__Brief__
Skip every line before the one containing "FIND: palm tree trunk", then copy that line and the rest of the entries below exactly, through the last line.

__Records for this task__

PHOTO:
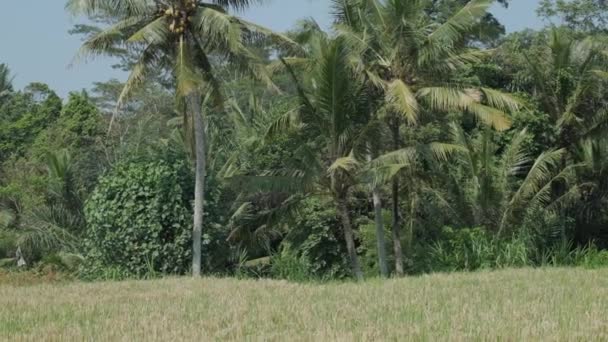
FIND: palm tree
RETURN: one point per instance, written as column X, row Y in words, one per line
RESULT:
column 332, row 128
column 409, row 56
column 500, row 190
column 187, row 37
column 6, row 82
column 568, row 77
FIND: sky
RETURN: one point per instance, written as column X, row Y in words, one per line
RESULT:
column 35, row 43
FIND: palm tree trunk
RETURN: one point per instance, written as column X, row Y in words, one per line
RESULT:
column 199, row 186
column 382, row 262
column 398, row 249
column 350, row 239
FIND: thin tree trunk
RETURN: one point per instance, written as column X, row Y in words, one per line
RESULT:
column 398, row 249
column 382, row 262
column 199, row 186
column 350, row 239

__Written reply__
FIND: palm tree trunk
RETURN: one point per instance, written as column X, row Y in words, one per line
RESULT:
column 199, row 186
column 382, row 262
column 398, row 249
column 350, row 239
FIND: thin tree trunk
RETURN: one point per instance, written as column X, row Y in words, one per line
RESULT:
column 398, row 249
column 382, row 262
column 199, row 186
column 350, row 239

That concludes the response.